Task set:
1/ In the snow-day post, where did the writer go to buy a couple of frozen pizzas?
2/ According to the snow-day post, why does Eric Schwalm say he has seen organized resistance up close? Answer in one to three sentences.
3/ Please write the next part of Eric Schwalm's comment in the snow-day post, starting after its last sentence.

Text section:
□ □ □ □ □
We're taking a snow day here at the Compound, which means, so far, walking a happy dog across the icy tundra of the perimeter, driving down ice covered roads to a near empty Walmart, buying a couple of frozen pizzas, cleaning guns and browsing through Signalgate on social media.

You've all heard of it of course, how naive Bolshevik revolutionaries banded together on Signal to disrupt and harass federal law enforcement in Minneapolis, only to get infiltrated and exposed. Apparently the list of Cultural Marxist signalers includes journalists, politicians, foreign actors and more, far more. And, to give the commies credit, they seem to have set up quite the network. Eric Schwalm comments:


As a former Special Forces Warrant Officer with multiple rotations running counterinsurgency ops—both hunting insurgents and trying to separate them from sympathetic populations—I’ve seen organized resistance up close. From Anbar to Helmand, the pattern is familiar: spotters, cutouts, dead drops (or modern equivalents), disciplined comms, role specialization, and a willingness to absorb casualties while bleeding the stronger force slowly.
□ □ □ □ □
Dataset rows:
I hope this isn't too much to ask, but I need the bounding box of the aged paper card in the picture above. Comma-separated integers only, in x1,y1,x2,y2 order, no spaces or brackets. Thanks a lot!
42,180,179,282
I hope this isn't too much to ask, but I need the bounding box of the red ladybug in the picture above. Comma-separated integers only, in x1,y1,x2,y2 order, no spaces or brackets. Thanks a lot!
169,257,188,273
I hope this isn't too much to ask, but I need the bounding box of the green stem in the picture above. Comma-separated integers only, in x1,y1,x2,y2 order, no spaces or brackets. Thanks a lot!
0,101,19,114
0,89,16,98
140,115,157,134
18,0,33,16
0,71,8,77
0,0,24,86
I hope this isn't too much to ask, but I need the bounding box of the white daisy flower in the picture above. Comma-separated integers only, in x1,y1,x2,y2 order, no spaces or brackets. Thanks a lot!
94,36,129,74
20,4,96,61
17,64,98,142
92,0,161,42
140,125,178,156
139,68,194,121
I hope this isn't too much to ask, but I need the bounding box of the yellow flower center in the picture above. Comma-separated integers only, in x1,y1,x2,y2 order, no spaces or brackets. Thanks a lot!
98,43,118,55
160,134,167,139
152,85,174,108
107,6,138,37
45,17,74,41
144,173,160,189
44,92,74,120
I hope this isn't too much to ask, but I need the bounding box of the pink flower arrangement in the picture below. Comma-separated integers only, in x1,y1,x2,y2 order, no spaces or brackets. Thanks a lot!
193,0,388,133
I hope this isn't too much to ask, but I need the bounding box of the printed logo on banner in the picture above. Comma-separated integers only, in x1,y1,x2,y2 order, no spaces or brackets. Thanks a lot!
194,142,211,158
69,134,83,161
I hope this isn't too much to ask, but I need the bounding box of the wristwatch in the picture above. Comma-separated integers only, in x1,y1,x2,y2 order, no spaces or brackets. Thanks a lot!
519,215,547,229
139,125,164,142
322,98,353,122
□ □ □ □ □
Outputs:
1/ A near-empty Walmart, reached by driving down ice-covered roads.

2/ He is a former Special Forces Warrant Officer who served multiple rotations running counterinsurgency operations, from Anbar to Helmand. That work involved both hunting insurgents and trying to separate them from sympathetic populations.

3/
What’s unfolding in Minneapolis right now isn’t “protest.” It’s low-level insurgency infrastructure, built by people who’ve clearly studied the playbook.

Signal groups at 1,000-member cap per zone. Dedicated roles: mobile chasers, plate checkers logging vehicle data into shared databases, 24/7 dispatch nodes vectoring assets, SALUTE-style reporting (Size, Activity, Location, Unit, Time, Equipment) on suspected federal vehicles. Daily chat rotations and timed deletions to frustrate forensic recovery. Vetting processes for new joiners. Mutual aid from sympathetic locals (teachers providing cover, possible PD tip-offs on license plate lookups). Home-base coordination points. Rapid escalation from observation to physical obstruction—or worse.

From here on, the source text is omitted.